What is being asked: Print every line of the records below exactly as it reads.

Listed entries:

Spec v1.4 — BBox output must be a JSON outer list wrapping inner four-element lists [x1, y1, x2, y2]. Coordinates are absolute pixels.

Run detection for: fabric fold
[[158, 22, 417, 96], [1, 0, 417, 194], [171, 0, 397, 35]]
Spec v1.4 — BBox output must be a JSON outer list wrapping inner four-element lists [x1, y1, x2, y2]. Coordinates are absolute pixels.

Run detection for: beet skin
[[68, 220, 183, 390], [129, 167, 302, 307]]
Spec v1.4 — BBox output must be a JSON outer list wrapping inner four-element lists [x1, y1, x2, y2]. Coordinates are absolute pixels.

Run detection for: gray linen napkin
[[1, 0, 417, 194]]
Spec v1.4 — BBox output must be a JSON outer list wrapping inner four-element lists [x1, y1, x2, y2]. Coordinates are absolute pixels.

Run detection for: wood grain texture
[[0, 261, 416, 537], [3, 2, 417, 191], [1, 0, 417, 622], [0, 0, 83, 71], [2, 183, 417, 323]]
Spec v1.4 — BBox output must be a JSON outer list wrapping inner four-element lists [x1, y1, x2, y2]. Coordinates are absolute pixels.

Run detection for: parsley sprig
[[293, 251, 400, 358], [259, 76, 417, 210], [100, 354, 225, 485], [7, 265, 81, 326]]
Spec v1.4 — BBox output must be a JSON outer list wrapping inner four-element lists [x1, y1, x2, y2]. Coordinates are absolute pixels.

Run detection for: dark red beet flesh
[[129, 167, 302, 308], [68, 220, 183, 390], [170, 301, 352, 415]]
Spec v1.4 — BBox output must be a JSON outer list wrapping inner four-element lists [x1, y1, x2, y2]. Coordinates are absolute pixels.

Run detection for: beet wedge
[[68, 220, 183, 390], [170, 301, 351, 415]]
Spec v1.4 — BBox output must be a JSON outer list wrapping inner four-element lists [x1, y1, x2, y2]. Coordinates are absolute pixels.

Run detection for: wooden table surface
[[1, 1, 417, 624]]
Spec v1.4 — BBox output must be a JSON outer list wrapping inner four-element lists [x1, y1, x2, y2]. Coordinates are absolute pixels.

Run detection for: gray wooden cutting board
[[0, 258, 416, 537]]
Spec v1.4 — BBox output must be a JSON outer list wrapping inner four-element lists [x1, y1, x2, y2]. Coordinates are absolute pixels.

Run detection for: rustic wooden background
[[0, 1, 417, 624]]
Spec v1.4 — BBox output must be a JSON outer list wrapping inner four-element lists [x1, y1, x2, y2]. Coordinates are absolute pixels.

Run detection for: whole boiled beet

Worked solution:
Spec v1.4 — BBox output must be a JSON outer list wrapping inner four-element lists [x1, y1, x2, y2]. Coordinates are absolute pixels.

Run detection for: fabric fold
[[158, 22, 417, 96], [1, 0, 417, 194], [171, 0, 397, 35]]
Spec v1.4 — BBox output must be a JSON outer list wrapping inner four-element lists [x1, y1, x2, y2]. Coordinates are absolute pixels.

Run detection for: beet skin
[[68, 220, 183, 390], [129, 167, 302, 307]]
Spec v1.4 — BBox output must be a JSON outer list wrapping inner four-element lists [x1, y1, x2, y2]. Coordinates are absolute pixels.

Run detection for: gray linen napkin
[[1, 0, 417, 194]]
Spec v1.4 — BBox output must be a JSON outer list wrapping inner four-element lists [x1, y1, x2, y2]. Coordinates are absolute pixels.

Run detection for: wood grain texture
[[0, 261, 416, 537], [3, 2, 417, 191], [1, 0, 417, 622], [0, 0, 83, 71], [2, 183, 417, 323]]
Spec v1.4 — BBox output must be a JSON outer list wrapping inner four-element lists [x1, y1, x2, y2]. Coordinates are absolute pixels.

Run detection for: parsley sprig
[[293, 251, 400, 358], [259, 76, 417, 210], [100, 354, 225, 485], [7, 265, 81, 326]]
Spec v1.4 — BBox output must be a JSON outer list wrapping inner four-element lists [x1, y1, x2, y2]. Coordinates are absolute pixels.

Run detection for: dark red beet flesh
[[129, 167, 302, 308], [68, 220, 183, 390], [170, 301, 352, 415]]
Spec v1.4 — BBox output must be a JSON outer list wrapping inner four-element lists [x1, y1, x2, y2]. Coordinates are absolute pixels.

Run detection for: beet wedge
[[68, 220, 183, 390], [170, 301, 351, 415]]
Spec v1.4 — BBox output must be a JSON outer list wrapping inner four-element lists [x1, y1, x2, y2]. Coordinates are absolute pixels.

Run detection for: wooden table surface
[[1, 1, 417, 624]]
Spec v1.4 — BBox output must be a JSON outer list wrapping inner four-element lists [x1, y1, x2, y2]. Coordinates are absolute pixels.

Run detection for: gray wooden cutting board
[[0, 258, 416, 537]]
Spec v1.4 — BBox output must be a JSON outer list wrapping inner four-element lists [x1, y1, x2, y2]. Coordinates are absolute pixels.

Run detection for: rustic wooden background
[[0, 1, 417, 624]]
Spec v1.4 — BBox output must be a JSON outer list wrapping inner four-element lists [x1, y1, x2, y2]. Coordinates are absolute pixels.

Run detection for: whole boiled beet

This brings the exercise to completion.